- Task to carry out -
Each record must reappear in the answer exactly as it is written.

(Stored records)
★ ★ ★
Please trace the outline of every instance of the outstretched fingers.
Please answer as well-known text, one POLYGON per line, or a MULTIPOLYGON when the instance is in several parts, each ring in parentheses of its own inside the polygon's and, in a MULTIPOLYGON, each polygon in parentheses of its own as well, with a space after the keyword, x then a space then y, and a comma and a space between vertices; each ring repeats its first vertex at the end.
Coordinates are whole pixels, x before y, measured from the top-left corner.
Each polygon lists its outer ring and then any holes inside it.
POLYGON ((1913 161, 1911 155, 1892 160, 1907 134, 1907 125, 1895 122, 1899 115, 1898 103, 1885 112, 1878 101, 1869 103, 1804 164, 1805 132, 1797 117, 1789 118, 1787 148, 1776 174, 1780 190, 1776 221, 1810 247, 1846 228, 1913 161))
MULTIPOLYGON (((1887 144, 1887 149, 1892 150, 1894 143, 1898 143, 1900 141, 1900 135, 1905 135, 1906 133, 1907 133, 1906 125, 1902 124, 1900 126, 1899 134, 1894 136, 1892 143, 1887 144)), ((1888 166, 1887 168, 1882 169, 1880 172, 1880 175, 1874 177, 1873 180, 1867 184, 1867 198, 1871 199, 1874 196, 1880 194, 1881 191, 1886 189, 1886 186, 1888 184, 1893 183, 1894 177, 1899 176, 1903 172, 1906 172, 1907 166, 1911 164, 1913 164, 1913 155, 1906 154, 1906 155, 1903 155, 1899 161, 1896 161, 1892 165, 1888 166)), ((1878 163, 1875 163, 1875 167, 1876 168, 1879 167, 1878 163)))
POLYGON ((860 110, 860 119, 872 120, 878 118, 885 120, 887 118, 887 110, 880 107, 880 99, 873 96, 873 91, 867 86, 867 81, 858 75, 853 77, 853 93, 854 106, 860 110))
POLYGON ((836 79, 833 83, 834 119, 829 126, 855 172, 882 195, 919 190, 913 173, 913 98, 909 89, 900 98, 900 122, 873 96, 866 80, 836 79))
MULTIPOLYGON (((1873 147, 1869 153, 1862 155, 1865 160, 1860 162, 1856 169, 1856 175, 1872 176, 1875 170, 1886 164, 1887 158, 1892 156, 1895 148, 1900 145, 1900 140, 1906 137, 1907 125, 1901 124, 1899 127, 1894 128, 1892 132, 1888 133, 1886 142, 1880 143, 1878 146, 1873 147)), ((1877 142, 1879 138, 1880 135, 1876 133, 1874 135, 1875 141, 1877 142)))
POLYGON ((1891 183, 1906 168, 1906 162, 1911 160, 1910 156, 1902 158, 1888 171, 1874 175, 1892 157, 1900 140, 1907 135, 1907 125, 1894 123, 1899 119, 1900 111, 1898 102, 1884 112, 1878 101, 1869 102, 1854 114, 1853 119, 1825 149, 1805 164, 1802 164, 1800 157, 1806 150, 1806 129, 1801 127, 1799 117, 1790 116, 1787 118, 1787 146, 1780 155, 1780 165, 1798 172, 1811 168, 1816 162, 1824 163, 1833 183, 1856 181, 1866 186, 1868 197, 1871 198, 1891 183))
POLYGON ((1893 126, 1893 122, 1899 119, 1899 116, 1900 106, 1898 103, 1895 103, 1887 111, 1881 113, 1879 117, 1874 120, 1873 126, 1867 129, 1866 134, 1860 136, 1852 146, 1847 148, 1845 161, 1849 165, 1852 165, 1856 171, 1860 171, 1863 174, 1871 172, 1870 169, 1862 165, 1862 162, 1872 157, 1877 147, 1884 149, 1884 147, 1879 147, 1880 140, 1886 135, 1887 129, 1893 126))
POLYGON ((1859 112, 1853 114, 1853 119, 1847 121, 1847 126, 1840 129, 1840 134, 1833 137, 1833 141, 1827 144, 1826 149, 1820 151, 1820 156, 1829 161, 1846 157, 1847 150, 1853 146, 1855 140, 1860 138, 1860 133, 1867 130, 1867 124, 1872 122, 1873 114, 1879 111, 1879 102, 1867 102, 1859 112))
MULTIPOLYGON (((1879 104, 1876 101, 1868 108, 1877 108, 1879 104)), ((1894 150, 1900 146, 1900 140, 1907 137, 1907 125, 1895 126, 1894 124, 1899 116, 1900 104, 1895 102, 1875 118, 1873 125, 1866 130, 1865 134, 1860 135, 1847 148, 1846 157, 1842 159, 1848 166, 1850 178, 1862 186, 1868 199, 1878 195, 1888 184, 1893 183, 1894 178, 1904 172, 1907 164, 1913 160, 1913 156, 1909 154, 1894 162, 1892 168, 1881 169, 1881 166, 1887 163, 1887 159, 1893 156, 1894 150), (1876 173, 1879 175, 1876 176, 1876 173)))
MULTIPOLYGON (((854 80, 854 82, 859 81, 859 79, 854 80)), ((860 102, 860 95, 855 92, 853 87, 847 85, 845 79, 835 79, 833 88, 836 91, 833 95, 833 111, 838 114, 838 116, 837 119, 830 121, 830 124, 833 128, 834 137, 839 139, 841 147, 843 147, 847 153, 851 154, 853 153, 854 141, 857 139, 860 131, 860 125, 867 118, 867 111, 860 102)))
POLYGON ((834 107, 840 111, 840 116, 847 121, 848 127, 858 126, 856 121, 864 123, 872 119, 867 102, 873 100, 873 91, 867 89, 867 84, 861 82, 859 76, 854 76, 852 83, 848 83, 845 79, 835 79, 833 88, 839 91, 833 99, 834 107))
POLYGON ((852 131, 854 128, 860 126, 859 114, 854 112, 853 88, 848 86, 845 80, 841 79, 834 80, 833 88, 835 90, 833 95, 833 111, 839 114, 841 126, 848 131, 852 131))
★ ★ ★
- Problem solution -
Please trace the outline of every instance of the outstretched fingers.
Please answer as well-known text, one POLYGON per line, or a MULTIPOLYGON when the instance is in several parts, each ring in parentheses of its own inside the polygon's and, in a MULTIPOLYGON, each polygon in parentheses of its own as well, with a space after the keyword, x then a space then y, and a comma and a space between vertices; each ring repeats its first vertex at the end.
Coordinates are whole pixels, x before y, measured from the top-left corner.
Each polygon lists its outer ring and then any holes inside it.
POLYGON ((1913 161, 1911 155, 1892 160, 1907 134, 1907 125, 1895 122, 1899 115, 1898 103, 1885 112, 1878 101, 1869 103, 1804 164, 1805 132, 1797 117, 1789 118, 1787 148, 1776 174, 1780 190, 1776 221, 1810 247, 1846 228, 1913 161))
MULTIPOLYGON (((1887 144, 1887 149, 1892 150, 1894 143, 1898 143, 1900 141, 1900 135, 1905 135, 1906 133, 1907 133, 1906 125, 1902 124, 1900 126, 1899 134, 1894 136, 1892 143, 1887 144)), ((1888 166, 1887 168, 1882 169, 1880 172, 1880 175, 1874 177, 1873 180, 1867 184, 1867 198, 1871 199, 1874 196, 1880 194, 1881 191, 1886 189, 1886 186, 1888 184, 1893 183, 1894 177, 1899 176, 1903 172, 1906 172, 1907 166, 1911 164, 1913 164, 1913 155, 1906 154, 1906 155, 1903 155, 1899 161, 1896 161, 1892 165, 1888 166)), ((1878 163, 1875 163, 1875 167, 1876 168, 1879 167, 1878 163)))
POLYGON ((860 110, 860 119, 872 120, 878 118, 885 120, 887 118, 887 110, 880 107, 880 99, 873 96, 873 91, 867 86, 867 81, 858 75, 853 77, 853 93, 854 106, 860 110))
POLYGON ((836 79, 833 83, 834 119, 829 126, 855 172, 882 195, 919 190, 913 173, 913 98, 909 89, 900 98, 900 122, 873 96, 866 80, 836 79))
MULTIPOLYGON (((1873 147, 1869 153, 1862 155, 1865 160, 1860 162, 1856 169, 1856 175, 1872 176, 1875 170, 1886 164, 1887 158, 1892 156, 1895 148, 1900 145, 1900 140, 1906 137, 1907 125, 1901 124, 1899 127, 1894 128, 1892 132, 1888 133, 1886 142, 1880 143, 1878 146, 1873 147)), ((1877 142, 1879 138, 1880 135, 1876 133, 1874 135, 1875 141, 1877 142)))
POLYGON ((1891 183, 1906 168, 1906 162, 1911 160, 1910 156, 1902 158, 1888 171, 1874 175, 1892 157, 1900 140, 1907 135, 1907 125, 1894 123, 1899 119, 1900 111, 1898 102, 1884 112, 1878 101, 1869 102, 1854 114, 1853 119, 1825 149, 1805 164, 1802 164, 1800 157, 1806 150, 1806 129, 1801 127, 1799 117, 1790 116, 1787 118, 1787 146, 1780 155, 1780 165, 1798 172, 1811 168, 1816 162, 1824 163, 1833 183, 1856 181, 1866 186, 1868 197, 1871 198, 1891 183))
POLYGON ((1893 126, 1893 122, 1899 119, 1899 116, 1900 106, 1898 103, 1895 103, 1887 111, 1881 113, 1879 117, 1874 120, 1873 126, 1867 129, 1866 134, 1860 136, 1852 146, 1847 148, 1845 161, 1849 165, 1852 165, 1856 171, 1860 171, 1863 174, 1871 172, 1870 169, 1862 165, 1862 162, 1872 157, 1877 147, 1884 149, 1884 147, 1879 147, 1880 140, 1886 135, 1887 129, 1893 126))
POLYGON ((1859 112, 1853 114, 1853 119, 1847 121, 1847 126, 1840 129, 1840 134, 1833 137, 1833 141, 1827 144, 1826 149, 1820 151, 1820 156, 1829 161, 1846 157, 1847 150, 1853 146, 1855 140, 1860 138, 1860 133, 1867 130, 1867 124, 1872 122, 1873 114, 1879 111, 1879 102, 1867 102, 1859 112))
MULTIPOLYGON (((1879 104, 1876 101, 1868 108, 1877 108, 1879 104)), ((1894 150, 1900 146, 1900 140, 1907 137, 1907 125, 1895 126, 1894 124, 1899 116, 1900 104, 1895 102, 1875 118, 1873 125, 1866 130, 1865 134, 1860 135, 1847 148, 1846 157, 1842 159, 1848 166, 1850 178, 1862 186, 1868 199, 1878 195, 1888 184, 1893 183, 1894 178, 1904 172, 1907 164, 1913 160, 1913 156, 1909 154, 1894 162, 1892 168, 1881 169, 1881 166, 1887 163, 1887 159, 1893 156, 1894 150), (1876 173, 1879 175, 1876 176, 1876 173)))
MULTIPOLYGON (((854 80, 854 82, 859 81, 859 79, 854 80)), ((860 102, 860 95, 855 92, 853 87, 847 85, 845 79, 835 79, 833 88, 836 91, 833 95, 833 111, 838 114, 838 116, 837 119, 830 121, 830 124, 833 128, 834 137, 839 139, 841 147, 843 147, 847 153, 851 154, 853 153, 854 141, 857 139, 860 131, 860 125, 867 118, 867 111, 860 102)))
POLYGON ((834 107, 840 111, 840 116, 847 121, 848 127, 858 126, 856 121, 864 123, 872 119, 867 102, 873 100, 873 91, 867 89, 867 84, 861 82, 859 76, 854 76, 852 83, 848 83, 845 79, 835 79, 833 88, 839 91, 833 99, 834 107))
POLYGON ((852 131, 854 128, 860 126, 859 114, 854 112, 853 88, 848 86, 845 80, 841 79, 834 80, 833 88, 835 90, 833 95, 833 111, 839 114, 841 126, 848 131, 852 131))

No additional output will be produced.